(Coordinate annotation records)
------------

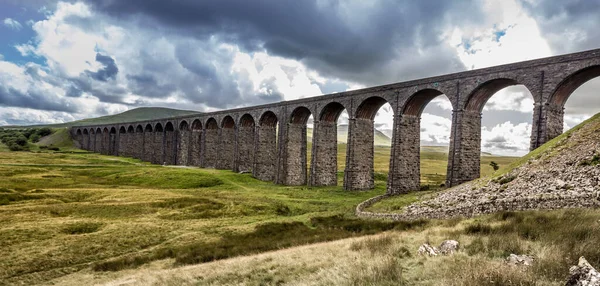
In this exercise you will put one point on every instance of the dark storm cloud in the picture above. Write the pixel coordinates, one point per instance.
(333, 37)
(109, 70)
(567, 24)
(34, 99)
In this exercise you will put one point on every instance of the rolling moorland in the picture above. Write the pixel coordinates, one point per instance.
(72, 217)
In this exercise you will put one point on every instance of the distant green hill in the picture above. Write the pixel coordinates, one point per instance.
(138, 114)
(380, 138)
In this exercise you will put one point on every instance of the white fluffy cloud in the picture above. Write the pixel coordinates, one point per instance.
(506, 139)
(13, 24)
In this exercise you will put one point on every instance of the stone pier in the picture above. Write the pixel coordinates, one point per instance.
(359, 161)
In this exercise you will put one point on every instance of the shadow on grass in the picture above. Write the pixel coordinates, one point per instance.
(265, 237)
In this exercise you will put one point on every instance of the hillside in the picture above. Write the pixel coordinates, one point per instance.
(137, 114)
(563, 173)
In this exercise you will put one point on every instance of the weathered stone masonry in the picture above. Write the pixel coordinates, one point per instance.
(270, 140)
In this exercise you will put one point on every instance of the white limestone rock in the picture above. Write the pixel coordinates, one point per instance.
(427, 249)
(583, 274)
(448, 247)
(514, 259)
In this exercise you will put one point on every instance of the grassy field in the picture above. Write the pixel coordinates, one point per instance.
(77, 212)
(556, 239)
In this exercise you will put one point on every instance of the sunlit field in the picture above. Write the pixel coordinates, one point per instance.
(71, 211)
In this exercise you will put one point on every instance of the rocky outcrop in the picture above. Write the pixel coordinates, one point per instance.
(565, 174)
(518, 260)
(447, 247)
(583, 275)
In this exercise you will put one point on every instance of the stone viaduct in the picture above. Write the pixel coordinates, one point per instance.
(270, 140)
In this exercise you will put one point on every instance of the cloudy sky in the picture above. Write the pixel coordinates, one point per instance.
(66, 60)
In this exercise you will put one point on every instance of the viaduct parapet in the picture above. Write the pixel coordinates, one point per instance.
(270, 140)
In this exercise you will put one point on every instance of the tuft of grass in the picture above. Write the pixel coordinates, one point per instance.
(81, 228)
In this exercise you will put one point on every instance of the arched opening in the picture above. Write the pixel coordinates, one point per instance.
(369, 155)
(421, 143)
(196, 143)
(569, 104)
(246, 136)
(170, 144)
(122, 141)
(158, 144)
(226, 150)
(105, 142)
(130, 138)
(86, 140)
(148, 154)
(113, 144)
(329, 149)
(494, 127)
(266, 157)
(183, 143)
(98, 140)
(211, 144)
(296, 146)
(92, 140)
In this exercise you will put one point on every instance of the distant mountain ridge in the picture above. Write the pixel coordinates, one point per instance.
(137, 114)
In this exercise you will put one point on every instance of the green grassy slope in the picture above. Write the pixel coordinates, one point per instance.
(138, 114)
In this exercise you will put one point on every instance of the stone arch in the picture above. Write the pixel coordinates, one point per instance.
(105, 141)
(245, 144)
(247, 120)
(137, 142)
(170, 144)
(86, 139)
(268, 118)
(569, 84)
(211, 123)
(359, 173)
(266, 157)
(405, 165)
(92, 144)
(158, 143)
(211, 144)
(227, 122)
(464, 163)
(98, 140)
(122, 142)
(112, 142)
(196, 143)
(183, 143)
(417, 102)
(483, 92)
(148, 154)
(368, 108)
(300, 115)
(183, 126)
(130, 147)
(554, 107)
(324, 166)
(295, 160)
(331, 112)
(197, 125)
(226, 150)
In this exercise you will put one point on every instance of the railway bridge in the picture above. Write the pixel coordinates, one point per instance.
(270, 140)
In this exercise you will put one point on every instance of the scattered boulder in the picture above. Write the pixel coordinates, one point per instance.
(448, 247)
(514, 259)
(427, 249)
(583, 274)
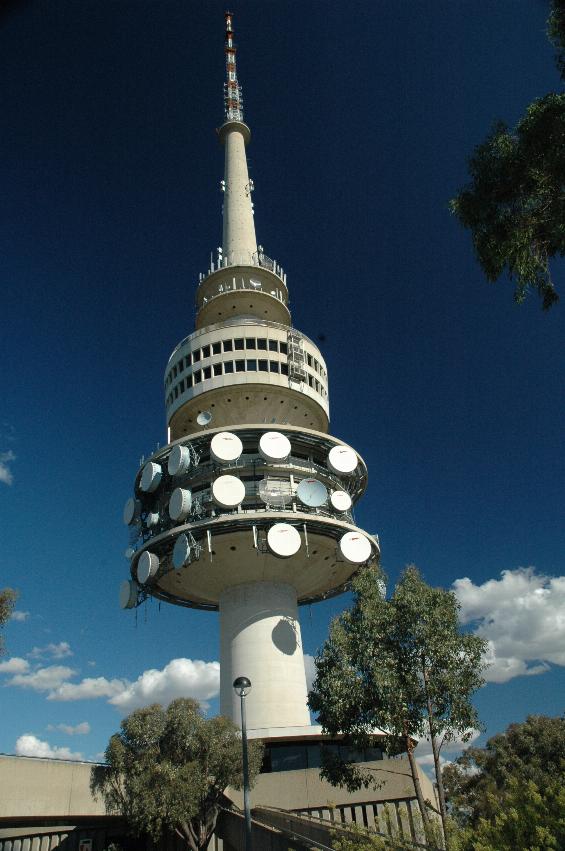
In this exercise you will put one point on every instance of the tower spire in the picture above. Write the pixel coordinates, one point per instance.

------------

Take the records above and transcribe them exactly, dropping every picture.

In this exercise you will put one point on every instance of the dark storm cloud in the picture above. Write the pixel coordinates, one point per instance.
(333, 37)
(109, 70)
(567, 24)
(34, 99)
In this exercise you will put one point on every instance of the rolling moorland in the picture above. Write the pixel coordinates, one point per instance.
(72, 217)
In this exercise you will put one point on every instance of the distant green hill in the picture above. Write the pixel coordinates, one point per instance.
(138, 114)
(380, 138)
In this exercise you will put one point on every instance of the white fluffy cloud in the picture above. Write the pixel coordinates, one point per instance.
(506, 139)
(13, 24)
In this exercise you will put one point on every instance of the stone pier in the picture above. Write the pixel coordinates, one point per instance.
(359, 161)
In this exercise you will put one point on every instance of the shadow on grass in the picture above. Write the pixel coordinates, one point per instance.
(265, 237)
In this exercise you will put one point on every instance of the hillside in the picture above. Write the pixel coordinates, one point per instance.
(137, 114)
(563, 173)
In this exercise you will put one point on every instance of the weathered stone masonry in the picture above. Write the pixel coordinates, one point per instance.
(270, 140)
In this exercise you will put one point on every instance of the white limestone rock in the picture above. Write the pixel coordinates, one point per instance.
(427, 249)
(583, 274)
(448, 247)
(514, 259)
In this exercise you will put one point on every instance of the grassy field in the picture above. Write the pixel coordinates, one point per instance.
(77, 212)
(556, 239)
In this exercise you will put one point on every instance of the sunlit field in the picture above. Write the pixel coordinates, one point per instance.
(71, 211)
In this exercise you will put one point on every instance of the rocky outcrop in the picture above. Write the pixel coordinates, one point per instance.
(565, 174)
(518, 260)
(447, 247)
(583, 275)
In this exercise you will put one point on every instance of the stone viaduct in the picture above. Write the pixel coordinates, one point per instance.
(270, 140)
In this exercise you will put one point on every instance of the cloudy sky in the picture above. Write the pixel coordinates, one point per instance.
(66, 60)
In this exercise you will put one point on every instance of the viaduct parapet in the picture above. Write the pixel coordinates, one point per instance.
(270, 140)
In this exercise you will put one point on every instance of the tuft of grass in the picture above. Write the pixel coordinates, one point per instance.
(81, 228)
In this exercise you will put one point on every instance of the arched opening in the picture above. Write the pixel coordinates, one point per instance.
(369, 155)
(421, 143)
(196, 143)
(569, 104)
(246, 136)
(170, 144)
(122, 141)
(158, 144)
(226, 150)
(105, 142)
(130, 138)
(86, 140)
(148, 154)
(113, 144)
(329, 149)
(494, 127)
(266, 157)
(183, 143)
(98, 140)
(211, 144)
(296, 146)
(92, 140)
In this exercise you will put one point on every instance of the distant mountain ridge in the picture above. Write the pixel coordinates, one point per instance.
(137, 114)
In this exercise you will put one point on every instance of the green grassy slope in the picture above. Write the pixel coordinates, one point per instance.
(138, 114)
In this exercise you will put one point on every instance of the stone arch in the picture above. Write the pixel coordinates, one point per instance.
(105, 141)
(245, 144)
(247, 120)
(137, 142)
(170, 144)
(86, 139)
(268, 118)
(569, 84)
(211, 123)
(359, 173)
(266, 157)
(405, 165)
(92, 144)
(158, 143)
(211, 144)
(227, 122)
(464, 163)
(98, 140)
(122, 142)
(112, 142)
(196, 143)
(183, 143)
(417, 102)
(483, 92)
(148, 154)
(368, 108)
(300, 115)
(183, 126)
(130, 147)
(554, 107)
(324, 166)
(295, 160)
(331, 112)
(197, 125)
(226, 150)
In this exercise you will put one point on every instance of the railway bridge in the picture above. Write the pixel coordinates, one point per instance.
(270, 140)
In this exercise you will put one point on every instance of the scattered boulder in the picture above. Write the pixel coordinates, one point per instance.
(448, 247)
(514, 259)
(427, 249)
(583, 274)
In this exercise you will put one point on every instance of the tower spire in the picture above. Write the pixel coordinates, one point per instance.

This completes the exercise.